= DATA ENTRIES =
Start
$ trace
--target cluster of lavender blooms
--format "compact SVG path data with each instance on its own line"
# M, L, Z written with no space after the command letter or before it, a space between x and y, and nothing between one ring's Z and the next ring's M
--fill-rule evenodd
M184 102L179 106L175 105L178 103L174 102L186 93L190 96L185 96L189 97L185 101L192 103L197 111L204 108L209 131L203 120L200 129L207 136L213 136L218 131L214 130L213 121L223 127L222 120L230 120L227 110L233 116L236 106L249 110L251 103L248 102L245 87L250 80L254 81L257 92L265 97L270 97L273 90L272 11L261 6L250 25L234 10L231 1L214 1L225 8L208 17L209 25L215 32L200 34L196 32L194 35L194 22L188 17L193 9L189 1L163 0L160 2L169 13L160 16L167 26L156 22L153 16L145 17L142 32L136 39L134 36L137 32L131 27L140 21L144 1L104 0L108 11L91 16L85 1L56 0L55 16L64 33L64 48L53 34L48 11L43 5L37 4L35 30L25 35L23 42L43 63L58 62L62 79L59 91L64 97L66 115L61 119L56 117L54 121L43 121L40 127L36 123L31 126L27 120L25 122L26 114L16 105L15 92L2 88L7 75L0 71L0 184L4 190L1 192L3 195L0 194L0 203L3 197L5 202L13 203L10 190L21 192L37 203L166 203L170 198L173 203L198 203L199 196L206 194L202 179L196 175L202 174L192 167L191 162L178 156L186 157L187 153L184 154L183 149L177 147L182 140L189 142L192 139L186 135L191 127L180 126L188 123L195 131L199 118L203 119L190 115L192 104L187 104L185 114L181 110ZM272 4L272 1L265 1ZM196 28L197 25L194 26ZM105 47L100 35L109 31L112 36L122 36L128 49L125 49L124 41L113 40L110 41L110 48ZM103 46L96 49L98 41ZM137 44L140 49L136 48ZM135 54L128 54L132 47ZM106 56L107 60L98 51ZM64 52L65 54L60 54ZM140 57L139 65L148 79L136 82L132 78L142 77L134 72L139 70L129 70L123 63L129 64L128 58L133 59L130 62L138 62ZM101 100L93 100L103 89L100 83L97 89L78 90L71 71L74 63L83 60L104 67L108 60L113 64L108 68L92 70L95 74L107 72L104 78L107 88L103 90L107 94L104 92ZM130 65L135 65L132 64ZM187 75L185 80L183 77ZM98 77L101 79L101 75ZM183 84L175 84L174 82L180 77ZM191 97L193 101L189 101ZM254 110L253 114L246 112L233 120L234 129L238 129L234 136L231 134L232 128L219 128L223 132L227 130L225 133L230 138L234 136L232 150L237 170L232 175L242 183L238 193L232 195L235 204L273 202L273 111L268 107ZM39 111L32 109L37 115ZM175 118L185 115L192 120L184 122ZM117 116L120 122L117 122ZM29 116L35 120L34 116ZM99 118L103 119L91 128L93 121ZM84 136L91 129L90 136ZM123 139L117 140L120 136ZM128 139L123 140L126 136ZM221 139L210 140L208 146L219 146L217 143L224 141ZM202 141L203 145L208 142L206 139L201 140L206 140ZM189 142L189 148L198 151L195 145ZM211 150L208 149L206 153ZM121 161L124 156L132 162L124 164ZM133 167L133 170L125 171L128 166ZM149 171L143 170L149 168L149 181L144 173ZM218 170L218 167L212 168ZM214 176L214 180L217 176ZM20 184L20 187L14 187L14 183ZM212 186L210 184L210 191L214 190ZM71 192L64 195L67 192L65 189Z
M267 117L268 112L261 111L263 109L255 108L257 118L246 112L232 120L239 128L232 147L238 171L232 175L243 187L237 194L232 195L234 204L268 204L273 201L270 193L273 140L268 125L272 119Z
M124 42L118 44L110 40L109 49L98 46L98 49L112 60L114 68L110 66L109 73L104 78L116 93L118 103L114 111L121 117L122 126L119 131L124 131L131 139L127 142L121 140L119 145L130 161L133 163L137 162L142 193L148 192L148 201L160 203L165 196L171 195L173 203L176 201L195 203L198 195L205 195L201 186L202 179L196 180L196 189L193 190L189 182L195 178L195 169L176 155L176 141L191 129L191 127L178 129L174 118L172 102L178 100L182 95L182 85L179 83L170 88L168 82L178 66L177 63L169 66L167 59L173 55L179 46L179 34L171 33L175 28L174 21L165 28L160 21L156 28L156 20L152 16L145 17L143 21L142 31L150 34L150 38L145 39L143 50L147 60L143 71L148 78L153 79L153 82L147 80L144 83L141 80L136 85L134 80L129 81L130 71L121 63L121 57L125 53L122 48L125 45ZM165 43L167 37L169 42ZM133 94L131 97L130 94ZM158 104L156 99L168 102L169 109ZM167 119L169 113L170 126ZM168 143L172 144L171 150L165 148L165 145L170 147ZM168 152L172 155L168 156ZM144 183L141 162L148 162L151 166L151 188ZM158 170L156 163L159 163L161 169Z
End
= TASK TO COMPLETE =
Copy out all of the material above, swapping "cluster" for "group" and keeping every other character the same.

= ANSWER =
$ trace
--target group of lavender blooms
--format "compact SVG path data with each instance on its own line"
# M, L, Z written with no space after the command letter or before it, a space between x and y, and nothing between one ring's Z and the next ring's M
--fill-rule evenodd
M184 102L179 106L175 105L178 103L174 102L186 93L190 96L185 96L189 97L185 101L192 103L197 111L204 108L209 131L203 120L200 129L207 136L213 136L218 131L214 130L213 121L223 127L222 120L230 120L227 110L233 116L236 106L249 110L251 103L248 102L245 87L250 80L254 81L257 92L265 97L270 97L273 90L272 11L261 6L250 25L234 10L231 1L214 1L225 8L208 17L209 25L215 32L200 34L196 32L194 35L194 22L188 17L193 9L189 1L163 0L160 2L169 13L160 16L167 26L156 22L153 16L145 17L142 32L136 39L134 36L137 32L131 27L140 21L144 1L104 0L108 11L91 16L85 1L56 0L55 16L64 33L64 48L53 34L48 11L43 5L37 4L35 30L25 35L23 42L43 63L58 62L62 79L59 91L64 97L66 115L61 119L56 117L54 121L43 121L40 127L36 123L31 126L27 120L25 122L26 114L16 105L15 92L2 88L7 75L0 71L0 184L4 190L1 192L3 195L0 194L0 203L3 197L5 202L13 203L10 190L21 192L37 203L166 203L170 198L173 203L198 203L199 196L206 194L202 179L196 175L202 174L192 167L191 162L178 156L186 157L187 153L184 154L183 149L177 147L182 140L189 142L192 139L186 135L191 127L180 126L188 123L195 131L199 118L203 119L190 115L192 104L187 104L185 114L181 110ZM272 4L272 1L265 1ZM196 28L197 25L194 26ZM105 47L100 35L109 31L112 36L122 36L128 49L125 49L124 41L113 40L110 41L110 48ZM103 46L96 49L98 41ZM137 44L140 49L136 48ZM135 54L128 54L132 47ZM106 56L107 60L98 51ZM64 52L65 54L60 54ZM140 57L139 65L148 79L136 82L132 78L142 77L134 72L139 70L129 70L123 63L129 64L128 58L133 59L130 62L138 62ZM101 100L93 100L103 89L100 83L97 89L78 90L71 71L74 63L83 60L104 67L108 60L113 64L108 68L92 70L95 74L107 72L104 78L107 88L103 90L107 94L104 92ZM130 65L135 65L132 64ZM187 75L185 80L183 77ZM98 77L101 79L101 75ZM183 84L175 84L174 82L180 77ZM191 97L193 101L189 101ZM254 110L253 114L246 112L233 120L234 129L238 129L234 136L231 134L232 128L219 128L223 132L227 130L225 133L230 138L234 136L232 150L237 170L232 175L242 183L238 193L232 195L235 204L273 202L273 111L268 107ZM39 111L32 109L37 115ZM175 118L185 115L192 120L184 122ZM117 116L120 122L117 122ZM29 116L35 120L34 116ZM99 118L103 119L91 128L93 121ZM84 136L91 129L90 136ZM123 139L117 140L120 136ZM128 139L123 140L126 136ZM221 139L210 140L208 146L219 146L217 143L224 141ZM202 141L203 145L208 142L206 139L201 140L206 140ZM189 142L189 148L198 151L195 145ZM211 150L208 149L206 153ZM121 161L124 156L132 162L124 164ZM133 167L133 170L125 171L128 166ZM149 171L143 170L149 168L149 181L144 173ZM218 170L218 167L212 168ZM214 176L214 180L217 176ZM20 184L20 187L14 187L14 183ZM212 186L210 184L210 191L214 190ZM71 192L64 195L67 192L65 189Z
M267 117L268 112L261 111L263 109L255 108L257 118L246 112L232 120L239 128L232 147L238 171L232 175L243 187L237 194L232 195L234 204L268 204L273 201L270 193L273 140L268 125L272 119Z
M124 42L118 44L110 40L109 49L98 46L98 49L112 60L114 68L110 66L109 73L104 78L116 93L118 103L114 111L121 117L122 126L119 131L124 131L131 139L127 142L121 140L119 145L130 161L133 163L137 162L142 193L148 192L148 201L160 203L165 196L171 195L173 203L176 201L195 203L198 195L205 195L201 186L202 179L196 180L196 189L193 190L189 182L195 178L195 169L176 155L176 141L191 129L191 127L178 129L174 118L172 102L178 100L182 95L182 85L179 83L170 88L168 82L178 66L177 63L169 66L167 59L173 55L179 46L179 34L171 33L175 28L174 21L165 28L160 21L156 28L156 20L152 16L145 17L143 21L142 31L150 34L150 38L145 39L143 50L147 60L143 71L148 78L153 79L153 82L147 80L144 83L141 80L136 85L134 80L129 81L130 71L121 63L121 57L125 53L122 48L125 45ZM165 43L167 37L169 42ZM133 94L131 97L130 94ZM158 104L156 99L168 102L169 109ZM167 119L169 113L170 126ZM168 143L172 144L171 150L165 148L165 145L170 147ZM168 152L172 155L168 156ZM144 183L141 162L148 162L151 166L151 188ZM158 170L156 163L159 163L161 169Z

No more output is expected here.